:: Exercise 1 ::
Copy the rows below verbatim, starting at the row that contains "487L1011 496L1029 500L1028" and ending after the row that contains "positive clicks: (1022, 458)".

:: Quoted passage ::
*** Begin section ***

Tyninghame Gardens and Orchard. Photo by Appletreeman.

In 1628, the !st Earl of Haddington acquired the property, which remained in the family until 1987. He and his wife planted many trees and tamed what was an open wild landscape.

The lovely red sandstone of the house was added by William Burn in 1828.

The walled garden dates from 1750, and had heated walls originally. It is some distance from the big house and there are restored glasshouses with figs, peaches and vines.

Tyninghame Gardens and Orchard. Photo by Appletreeman.

The 12th Earl and Lady Sarah formed much of what we can see today – post war they started to remodel the walled garden from one employing 8 gardeners by changing it to an ornamental one. He died in 1986.

The last 50 years saw low maintenance as the order of the day, with an arboretum planted, and annuals replaced by roses in the secret garden, and many borders grassed over, but luckily some old apples remain in the walled garden. These old ones are ow standards and several are propped to keep them up; a fine younger orchard in the north west corner has some exciting old Victorian varieties. Here can be found dessert fruit of King of the Pippins, a golden pippin / cox cross, Cellini,
Laxton’s epicure and exquisite, a Cellini / Cox hybrid. Epicure is a wealthy / cox cross – I think someone liked their Cox apples! These are set in long grass with patches of bluebells. Devonshire Quarrenden, an early flat crisp apple, can be found within a boundary of old espaliered trees, nicely set within the gravel.

At the north end of the walled garden is apparently what used to be an apple store.

Tyninghame Gardens and Orchard. Photo by Appletreeman.

*** End section ***

:: Supplied information ::
*** Begin section ***

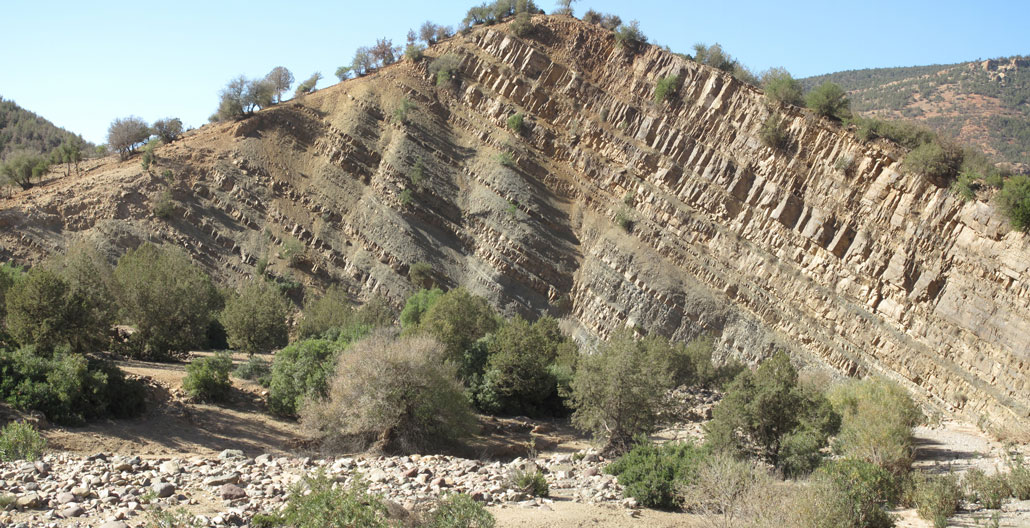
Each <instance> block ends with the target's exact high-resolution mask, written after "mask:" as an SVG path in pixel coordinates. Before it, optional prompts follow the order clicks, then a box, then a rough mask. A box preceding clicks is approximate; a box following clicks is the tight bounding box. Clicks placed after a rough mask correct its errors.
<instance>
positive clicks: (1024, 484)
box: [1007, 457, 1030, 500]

*** End section ***
*** Begin section ***

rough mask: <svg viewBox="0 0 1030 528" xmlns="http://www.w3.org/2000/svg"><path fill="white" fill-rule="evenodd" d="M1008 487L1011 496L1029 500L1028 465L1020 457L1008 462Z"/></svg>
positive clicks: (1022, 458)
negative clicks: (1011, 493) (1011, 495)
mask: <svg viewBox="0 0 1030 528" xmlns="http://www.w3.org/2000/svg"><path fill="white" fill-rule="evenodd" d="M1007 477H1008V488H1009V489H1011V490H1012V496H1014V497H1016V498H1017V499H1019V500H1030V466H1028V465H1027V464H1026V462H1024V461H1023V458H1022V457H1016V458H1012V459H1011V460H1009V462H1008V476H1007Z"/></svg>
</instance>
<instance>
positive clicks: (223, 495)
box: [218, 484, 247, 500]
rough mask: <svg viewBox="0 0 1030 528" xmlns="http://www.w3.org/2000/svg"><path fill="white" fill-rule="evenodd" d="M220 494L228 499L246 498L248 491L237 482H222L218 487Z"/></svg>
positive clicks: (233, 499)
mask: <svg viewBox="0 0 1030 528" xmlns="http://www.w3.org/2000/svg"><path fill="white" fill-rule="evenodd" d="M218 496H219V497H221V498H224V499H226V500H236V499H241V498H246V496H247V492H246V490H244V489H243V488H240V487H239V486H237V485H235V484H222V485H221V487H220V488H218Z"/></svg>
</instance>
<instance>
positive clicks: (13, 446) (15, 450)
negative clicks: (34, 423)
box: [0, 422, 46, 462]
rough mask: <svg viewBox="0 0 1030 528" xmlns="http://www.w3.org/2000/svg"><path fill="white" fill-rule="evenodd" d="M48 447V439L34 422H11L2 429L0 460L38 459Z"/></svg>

*** End section ***

:: Exercise 2 ::
Continue the piece on Tyninghame's gardens and orchard, picking up after its final line.

:: Expected output 1 ::
rough mask: <svg viewBox="0 0 1030 528" xmlns="http://www.w3.org/2000/svg"><path fill="white" fill-rule="evenodd" d="M1008 487L1011 496L1029 500L1028 465L1020 457L1008 462Z"/></svg>
positive clicks: (1022, 458)

:: Expected output 2 ::
A very productive Louise Bon De Jersey pear lines the west facing wall, with golf ball sized fruits in May, and some Victoria plums form the centre of an ornamental display. Two small medlars on quince rootstocks stand near the gate to the Apple Walk. This is outside the south wall and is of cordons over a substantial post and wire arch. Many varieties here, but indiscernible except for labelled Discovery and Allington Pippin. Many appear to have been grafted in situ, with lots of
woolly aphid and canker. This may be a result of the considerable shading of nearby trees.

The apple walk in the secret garden, originally under-planted with pheasant eye narcissisi, blue grape hyacinths and geraniums, has almost gone, only a few standards remaining. A fine big Malus floribunda overhangs this area. These old trees may have been the apples trees that supplied the scions for the collection of Scottish varieties sent to the National Fruit Collection in 1949 by a Mr Brotherston, the head gardener.

Tyninghame Gardens and Orchard. Photo by Appletreeman.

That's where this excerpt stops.